» Supplied information
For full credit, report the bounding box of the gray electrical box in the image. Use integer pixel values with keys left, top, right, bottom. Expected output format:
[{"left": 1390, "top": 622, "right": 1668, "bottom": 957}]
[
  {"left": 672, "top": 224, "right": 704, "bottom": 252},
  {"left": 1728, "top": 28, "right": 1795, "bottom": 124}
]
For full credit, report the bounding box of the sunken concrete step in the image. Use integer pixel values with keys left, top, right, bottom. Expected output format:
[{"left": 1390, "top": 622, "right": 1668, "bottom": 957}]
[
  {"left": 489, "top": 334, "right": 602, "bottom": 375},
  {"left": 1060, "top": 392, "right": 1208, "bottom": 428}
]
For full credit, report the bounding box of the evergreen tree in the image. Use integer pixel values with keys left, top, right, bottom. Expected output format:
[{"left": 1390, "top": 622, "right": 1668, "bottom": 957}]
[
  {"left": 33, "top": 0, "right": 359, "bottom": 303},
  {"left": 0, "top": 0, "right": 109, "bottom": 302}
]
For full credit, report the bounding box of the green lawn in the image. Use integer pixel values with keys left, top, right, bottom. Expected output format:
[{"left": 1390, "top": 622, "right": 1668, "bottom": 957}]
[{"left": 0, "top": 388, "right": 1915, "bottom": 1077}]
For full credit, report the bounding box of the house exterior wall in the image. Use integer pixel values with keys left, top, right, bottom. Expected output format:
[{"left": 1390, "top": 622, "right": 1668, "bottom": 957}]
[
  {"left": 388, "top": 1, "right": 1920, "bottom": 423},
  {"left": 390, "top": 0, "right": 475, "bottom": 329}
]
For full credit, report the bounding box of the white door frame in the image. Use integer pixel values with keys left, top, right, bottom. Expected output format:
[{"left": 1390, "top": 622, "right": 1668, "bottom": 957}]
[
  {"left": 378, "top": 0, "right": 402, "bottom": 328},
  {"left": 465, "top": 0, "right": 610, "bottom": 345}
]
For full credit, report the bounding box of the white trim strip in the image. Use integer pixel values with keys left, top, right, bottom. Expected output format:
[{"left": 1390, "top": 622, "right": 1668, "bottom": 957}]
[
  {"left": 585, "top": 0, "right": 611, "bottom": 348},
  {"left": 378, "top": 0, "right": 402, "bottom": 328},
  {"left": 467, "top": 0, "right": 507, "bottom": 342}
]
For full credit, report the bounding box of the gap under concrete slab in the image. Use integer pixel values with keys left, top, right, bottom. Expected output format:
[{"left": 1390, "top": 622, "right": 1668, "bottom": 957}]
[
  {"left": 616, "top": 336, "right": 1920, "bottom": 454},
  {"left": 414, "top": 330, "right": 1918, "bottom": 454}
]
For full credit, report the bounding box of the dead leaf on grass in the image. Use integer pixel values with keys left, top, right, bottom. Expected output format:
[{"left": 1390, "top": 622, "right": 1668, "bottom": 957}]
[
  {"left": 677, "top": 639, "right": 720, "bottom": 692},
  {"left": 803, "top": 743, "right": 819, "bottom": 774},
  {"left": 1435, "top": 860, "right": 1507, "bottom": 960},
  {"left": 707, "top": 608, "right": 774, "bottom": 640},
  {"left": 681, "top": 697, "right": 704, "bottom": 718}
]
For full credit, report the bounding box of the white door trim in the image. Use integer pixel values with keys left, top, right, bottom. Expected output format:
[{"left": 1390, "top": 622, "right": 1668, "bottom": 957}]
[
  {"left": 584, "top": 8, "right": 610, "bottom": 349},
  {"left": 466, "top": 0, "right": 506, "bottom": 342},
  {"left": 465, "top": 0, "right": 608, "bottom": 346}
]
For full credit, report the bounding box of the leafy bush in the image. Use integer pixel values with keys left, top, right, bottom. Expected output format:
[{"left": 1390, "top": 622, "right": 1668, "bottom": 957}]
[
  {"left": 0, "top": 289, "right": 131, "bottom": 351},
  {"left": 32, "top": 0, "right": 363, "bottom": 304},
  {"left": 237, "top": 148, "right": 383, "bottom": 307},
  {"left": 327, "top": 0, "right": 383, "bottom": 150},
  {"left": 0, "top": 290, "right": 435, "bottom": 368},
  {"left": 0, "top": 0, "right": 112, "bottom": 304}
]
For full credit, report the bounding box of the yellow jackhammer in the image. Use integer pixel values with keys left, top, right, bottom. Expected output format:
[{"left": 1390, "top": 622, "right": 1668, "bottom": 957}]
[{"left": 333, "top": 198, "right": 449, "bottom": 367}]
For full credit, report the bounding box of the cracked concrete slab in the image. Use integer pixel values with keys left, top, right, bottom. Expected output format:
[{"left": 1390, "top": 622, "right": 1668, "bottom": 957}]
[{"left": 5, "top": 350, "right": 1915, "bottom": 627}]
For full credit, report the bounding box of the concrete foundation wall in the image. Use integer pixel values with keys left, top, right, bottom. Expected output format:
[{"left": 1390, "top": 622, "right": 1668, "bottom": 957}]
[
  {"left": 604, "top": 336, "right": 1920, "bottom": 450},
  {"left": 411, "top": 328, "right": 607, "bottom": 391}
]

» How to complete this task
The line containing "For full credit, report the bounding box of the leafy" and every line after it, through the end of the records above: output exactly those, and nothing else.

» Task result
For full credit, report the bounding box of the leafy bush in the image. Use integer pixel values with keys left, top, right, bottom. Expected output format:
[{"left": 1390, "top": 622, "right": 1668, "bottom": 957}]
[
  {"left": 0, "top": 289, "right": 131, "bottom": 351},
  {"left": 32, "top": 0, "right": 363, "bottom": 304},
  {"left": 237, "top": 148, "right": 383, "bottom": 307},
  {"left": 327, "top": 0, "right": 383, "bottom": 150},
  {"left": 0, "top": 290, "right": 435, "bottom": 368},
  {"left": 0, "top": 0, "right": 112, "bottom": 304}
]
For full credit, report the bounding box of the yellow jackhammer in the image. Use integer pixel values with keys left, top, right, bottom. Expected output format:
[{"left": 1390, "top": 622, "right": 1668, "bottom": 957}]
[{"left": 333, "top": 198, "right": 449, "bottom": 367}]
For full credit, report the bounding box of the cracked concrete slab in the image. Use integer pixel values with keys left, top, right, bottom. Expected output format:
[{"left": 1390, "top": 622, "right": 1668, "bottom": 957}]
[{"left": 5, "top": 350, "right": 1915, "bottom": 627}]
For full credit, report the bounding box of the concrete foundation wall in the image. Use integer pixel values with keys left, top, right, bottom. Expected output format:
[{"left": 1390, "top": 622, "right": 1668, "bottom": 957}]
[
  {"left": 604, "top": 336, "right": 1920, "bottom": 450},
  {"left": 411, "top": 328, "right": 607, "bottom": 391}
]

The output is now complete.